* [Exercise description] Return every line below as is, leaving out the pictures.

(Source data)
-=-=-

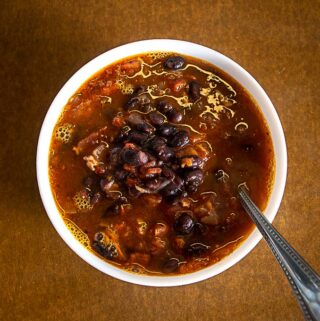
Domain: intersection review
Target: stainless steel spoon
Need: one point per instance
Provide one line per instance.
(305, 282)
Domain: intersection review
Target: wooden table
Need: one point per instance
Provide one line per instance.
(42, 44)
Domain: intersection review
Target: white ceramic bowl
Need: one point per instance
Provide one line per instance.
(187, 48)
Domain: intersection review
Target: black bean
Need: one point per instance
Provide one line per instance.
(196, 249)
(122, 136)
(114, 156)
(88, 181)
(137, 102)
(167, 130)
(115, 208)
(137, 137)
(165, 153)
(135, 119)
(180, 139)
(164, 106)
(98, 236)
(133, 192)
(106, 183)
(132, 103)
(184, 224)
(145, 127)
(156, 118)
(171, 265)
(96, 198)
(120, 175)
(193, 177)
(168, 172)
(156, 143)
(171, 190)
(192, 188)
(175, 62)
(108, 252)
(139, 90)
(174, 116)
(221, 176)
(194, 91)
(191, 161)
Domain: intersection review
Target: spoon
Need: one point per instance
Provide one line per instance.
(305, 282)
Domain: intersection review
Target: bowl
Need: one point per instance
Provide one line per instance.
(186, 48)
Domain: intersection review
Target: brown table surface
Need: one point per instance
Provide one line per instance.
(42, 44)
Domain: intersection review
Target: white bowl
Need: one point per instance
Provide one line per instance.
(187, 48)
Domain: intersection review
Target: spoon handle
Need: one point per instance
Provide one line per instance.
(304, 281)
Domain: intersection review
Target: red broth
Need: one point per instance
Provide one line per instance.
(146, 159)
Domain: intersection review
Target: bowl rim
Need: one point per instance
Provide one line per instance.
(186, 48)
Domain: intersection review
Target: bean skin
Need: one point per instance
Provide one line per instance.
(174, 63)
(180, 139)
(184, 224)
(174, 116)
(164, 106)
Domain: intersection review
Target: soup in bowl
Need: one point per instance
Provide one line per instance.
(141, 154)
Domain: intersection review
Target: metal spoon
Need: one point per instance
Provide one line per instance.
(305, 282)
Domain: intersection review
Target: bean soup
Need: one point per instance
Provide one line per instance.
(146, 159)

-=-=-

* [Worked answer]
Domain: intersection review
Target: stainless steel spoon
Need: one point per instance
Provide one line per instance.
(305, 282)
Domain: intersection review
Target: wooden table
Need: one point per instance
Provide one line per instance.
(42, 44)
Domain: intersection review
Target: white ceramic bowl
Need: one point per instance
Provide one line per instance.
(187, 48)
Domain: intersection review
Target: black bean
Need: one point per instance
Provide one line per instance.
(196, 249)
(122, 136)
(114, 156)
(88, 181)
(137, 102)
(167, 130)
(115, 208)
(137, 137)
(165, 153)
(135, 119)
(180, 139)
(164, 106)
(98, 236)
(133, 192)
(106, 183)
(132, 103)
(184, 224)
(145, 127)
(156, 118)
(171, 265)
(96, 198)
(120, 175)
(193, 177)
(168, 172)
(156, 143)
(171, 190)
(192, 188)
(175, 62)
(108, 252)
(139, 90)
(174, 116)
(221, 176)
(194, 91)
(191, 161)
Domain: intersection review
Target: spoon
Need: one point per instance
Provide one line per instance.
(305, 282)
Domain: intersection review
Target: bowl
Need: one point per instance
Provide one line per instance.
(186, 48)
Domain: intersection review
Target: brown table surface
Need: one point per instance
Provide one line per instance.
(42, 44)
Domain: intersection review
Target: white bowl
Need: one point per instance
Provide one line per instance.
(187, 48)
Domain: intersection review
Target: spoon handle
Need: one point per instance
Provide one line per instance.
(304, 281)
Domain: intersection review
Target: red broth
Need: one point per instance
Provide one line per instance.
(146, 159)
Domain: intersection review
Target: bowl rim
Need: one point per instance
Provide one line per instance.
(186, 48)
Domain: intersection review
Target: bean skin
Need: one point per instance
Provide one line per instance.
(174, 63)
(180, 139)
(184, 224)
(174, 116)
(164, 106)
Domain: intersection review
Target: soup in bowl
Need: one point per instance
Provide one line per instance.
(141, 154)
Domain: intersection review
Target: metal spoon
Need: one point per instance
Provide one line per instance.
(305, 282)
Domain: intersection review
Target: bean soup
Need: one point per instance
Provide one line per instance.
(146, 159)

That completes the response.